WHAT TO DO:
[A] In the batch container documentation, what is recommended in place of the legacy V1 API?
[B] Continue the batch container documentation from its last sentence.

EXCERPT PROVIDED:
<<<<

This is the documentation for a previous version of our product. Click here to see the latest version.

Batch Container

Important Notices

The legacy V1 API and related output formats is no longer supported. V1 API examples have been removed from all batch container documentation. We recommend use of the V2 API and the config.json object documented in the Speech API. How to use the V2 API is documented within the Speech API document for 7.0.0.

What's New

7.0.3

Internal bug fixes

7.0.2

Internal bug fixes

7.0.1

We have changed how some words submitted using a Custom Dictionary are recognised for all languages. This change will affect words that use a splitting character (e.g. COVID-19, catch-22). This change should provide more accurate transcription of such words.

>>>>

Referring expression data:
<<<<

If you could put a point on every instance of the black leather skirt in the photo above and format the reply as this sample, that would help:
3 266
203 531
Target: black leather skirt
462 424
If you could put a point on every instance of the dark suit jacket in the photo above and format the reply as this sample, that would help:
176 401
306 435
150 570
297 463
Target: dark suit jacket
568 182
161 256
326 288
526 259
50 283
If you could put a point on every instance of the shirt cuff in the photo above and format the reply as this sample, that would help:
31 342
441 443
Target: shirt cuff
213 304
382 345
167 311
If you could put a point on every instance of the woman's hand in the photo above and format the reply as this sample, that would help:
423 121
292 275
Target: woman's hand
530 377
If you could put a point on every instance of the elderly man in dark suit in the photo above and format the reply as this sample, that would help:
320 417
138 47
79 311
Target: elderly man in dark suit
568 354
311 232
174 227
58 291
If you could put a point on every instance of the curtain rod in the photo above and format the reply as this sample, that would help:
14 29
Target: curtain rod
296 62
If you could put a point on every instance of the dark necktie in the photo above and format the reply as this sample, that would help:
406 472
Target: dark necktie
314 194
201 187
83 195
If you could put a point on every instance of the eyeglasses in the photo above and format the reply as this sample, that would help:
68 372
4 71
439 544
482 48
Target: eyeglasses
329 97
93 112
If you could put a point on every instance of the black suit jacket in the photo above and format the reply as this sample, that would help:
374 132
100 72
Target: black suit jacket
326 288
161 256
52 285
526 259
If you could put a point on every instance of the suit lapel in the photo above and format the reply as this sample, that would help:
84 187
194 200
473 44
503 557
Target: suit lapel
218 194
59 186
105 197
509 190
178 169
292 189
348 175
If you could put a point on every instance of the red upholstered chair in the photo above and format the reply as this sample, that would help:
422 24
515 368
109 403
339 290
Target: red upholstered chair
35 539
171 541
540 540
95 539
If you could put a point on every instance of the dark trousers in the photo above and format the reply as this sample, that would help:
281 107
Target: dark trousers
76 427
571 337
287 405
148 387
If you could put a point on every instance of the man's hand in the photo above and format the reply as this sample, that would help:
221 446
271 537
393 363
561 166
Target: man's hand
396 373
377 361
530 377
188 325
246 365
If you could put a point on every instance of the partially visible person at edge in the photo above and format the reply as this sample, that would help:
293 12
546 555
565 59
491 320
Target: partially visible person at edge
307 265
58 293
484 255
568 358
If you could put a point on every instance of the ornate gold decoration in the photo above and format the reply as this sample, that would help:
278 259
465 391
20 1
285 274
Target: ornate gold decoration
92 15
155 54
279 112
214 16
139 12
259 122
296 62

>>>>

ANSWERS:
[A] The V2 API and the config.json object documented in the Speech API.

[B]
7.0.0

The V2 API is now the only supported method to transcribe files. The V1 API is no longer supported, and will be fully deprecated in an imminent release
Updated English and Spanish language packs
SubRip (srt) subtitle format. Customers may also modify how the SRT output is presented
The working directory is no longer /work, but is instead /home/smuser/work
The ability to pull files for transcription from an object store hosted by a cloud provider
The ability to send notifications or callbacks to a customer-specified endpoint
Users may also provide their own metadata information within a separate JSON file for better tracking and monitoring
Users can cache one or many Custom Dictionaries within a shared cache location specified by themselves. This improves performance overhead when transcribing files using the same custom dictionary that has already been cached. Users are responsible for managing their own cache. How to do so is described in more detail in the Speech API Guide
Users can run the container as a named user (e.g. not as root)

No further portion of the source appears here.